— Assignment 1 —
Reproduce the passage on zero waste and plastic pollution word for word, beginning at the words "A Solution to" and stopping after "more use to us?".
— Assignment 2 —
Carry on the piece about plastic pollution and zero waste from its last sentence.

BEGIN Supplied text

A Solution to the Plastic Pollution - Zero Waste
Today, I want to introduce you to the term “ZERO WASTE”. It describes a movement and a lifestyle started in 2008 by Bea Johnson from Zero Waste Home. Living a Zero Waste lifestyle means avoiding all plastic at any cost, following Bea’s simple 5R rule:
REFUSE -REDUCE -REUSE -RECYCLE -ROT
(in this order only)
At first, this might sound incredibly hard maybe even impossible. Plastic is basically anywhere we look and go. From water bottles, to produce stickers on fruit, disposable razors or coffee cups, the containers or Chinese takeout comes in, and finally also the bags we use to bring all of those things from the shops to our homes.
Did you know that more than 50% of all the plastic we buy is only used once and then thrown away? But did you also know where the plastic goes once we decide it is of no more use to us?
Unfortunately, only a small minority of all the plastic we throw away will be melted, washed and then recycled. Since there are many different types and kinds of plastic, the ingredients vary, but one thing is true for all of them: there are only so many times they can be recycled.
So what happens to the plastic we don’t recycle?
Most of it goes to landfills. Giant amounts of plastic and other waste get dumped there and are left to rot. And this means it is going to sit there for a very long time, since plastic takes about 1.000 year to decompose. When it starts raining, however, the water absorbs toxins from the plastic creating a highly dangerous mixture called Leachate which then contaminates groundwater, soil and streams. I don’t think I need to tell you that this isn’t a very good thing, for neither animals, nor humans.

END Supplied text
BEGIN Dataset excerpts

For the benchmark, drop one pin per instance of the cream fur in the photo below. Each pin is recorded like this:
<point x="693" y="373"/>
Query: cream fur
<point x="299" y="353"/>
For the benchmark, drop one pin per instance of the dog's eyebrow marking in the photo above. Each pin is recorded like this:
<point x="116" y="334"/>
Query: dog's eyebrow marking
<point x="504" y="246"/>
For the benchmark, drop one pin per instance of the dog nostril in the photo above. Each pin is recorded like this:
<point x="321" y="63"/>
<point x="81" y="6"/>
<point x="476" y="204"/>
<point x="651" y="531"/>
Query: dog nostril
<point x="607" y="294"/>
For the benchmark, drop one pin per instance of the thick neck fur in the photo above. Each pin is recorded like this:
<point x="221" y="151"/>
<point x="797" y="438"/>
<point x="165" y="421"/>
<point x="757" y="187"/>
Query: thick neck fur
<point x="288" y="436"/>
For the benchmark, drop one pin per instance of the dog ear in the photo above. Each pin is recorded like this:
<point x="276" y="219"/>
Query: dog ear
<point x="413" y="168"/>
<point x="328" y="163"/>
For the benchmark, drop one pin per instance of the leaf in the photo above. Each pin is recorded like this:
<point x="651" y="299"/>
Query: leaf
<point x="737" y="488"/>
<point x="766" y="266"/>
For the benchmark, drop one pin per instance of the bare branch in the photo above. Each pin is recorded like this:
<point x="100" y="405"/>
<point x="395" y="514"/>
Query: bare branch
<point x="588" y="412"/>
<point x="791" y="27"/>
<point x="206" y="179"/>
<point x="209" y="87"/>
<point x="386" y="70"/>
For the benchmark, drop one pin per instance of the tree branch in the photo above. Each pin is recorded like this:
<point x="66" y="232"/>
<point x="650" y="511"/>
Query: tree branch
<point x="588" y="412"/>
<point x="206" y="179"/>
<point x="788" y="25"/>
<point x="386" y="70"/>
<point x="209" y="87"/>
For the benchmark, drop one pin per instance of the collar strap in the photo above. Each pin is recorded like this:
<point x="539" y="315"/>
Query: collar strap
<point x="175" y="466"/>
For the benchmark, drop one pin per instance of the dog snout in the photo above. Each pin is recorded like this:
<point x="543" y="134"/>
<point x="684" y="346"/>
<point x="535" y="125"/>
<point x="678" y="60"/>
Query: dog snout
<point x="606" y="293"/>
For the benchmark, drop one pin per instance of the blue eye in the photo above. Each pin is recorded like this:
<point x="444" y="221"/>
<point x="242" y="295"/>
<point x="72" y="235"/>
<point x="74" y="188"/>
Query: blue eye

END Dataset excerpts

— Exercise result 1 —
A Solution to the Plastic Pollution - Zero Waste
Today, I want to introduce you to the term “ZERO WASTE”. It describes a movement and a lifestyle started in 2008 by Bea Johnson from Zero Waste Home. Living a Zero Waste lifestyle means avoiding all plastic at any cost, following Bea’s simple 5R rule:
REFUSE -REDUCE -REUSE -RECYCLE -ROT
(in this order only)
At first, this might sound incredibly hard maybe even impossible. Plastic is basically anywhere we look and go. From water bottles, to produce stickers on fruit, disposable razors or coffee cups, the containers or Chinese takeout comes in, and finally also the bags we use to bring all of those things from the shops to our homes.
Did you know that more than 50% of all the plastic we buy is only used once and then thrown away? But did you also know where the plastic goes once we decide it is of no more use to us?

— Exercise result 2 —
But that’s not all. Another huge amount of plastic finds its way into the ocean on a daily basis (a lot of times even put there on purpose by many countries), and after circulating there for many months, it will become part of one of the already existing giant Garbage Patches. Since it doesn’t really decompose in the sea, it breaks into thousands of tiny pieces that again will break into thousands even tinier pieces called Micro Plastics, which many fish swallow or even eat on purpose because they think it is food. So when, for example, a turtle has eaten a lot of pieces of your plastic bottle that you dumped somewhere a long time ago, it makes it feel full, but since it actually isn’t, it will starve to death. Either that, or it dies of plastic poisoning.
Those are only a few facts that prove the shocking truth of how we keep on destroying our planet. And the thing with this problem is that we only have one. We can’t “recycle” it once it’s all used up, and we certainly can’t just dump it somewhere and take a new one.
This is why I think Zero Waste is a great thing. I, by no means, live a zero waste lifestyle. I like to think about myself more of a "doing my best at consciously avoiding plastic" kind of person, slowly easing into a more sustainable way of living.
I will dedicate a number of posts in the future to this topic and show you many ways how to decrease your consume of plastic with little to no effort at all.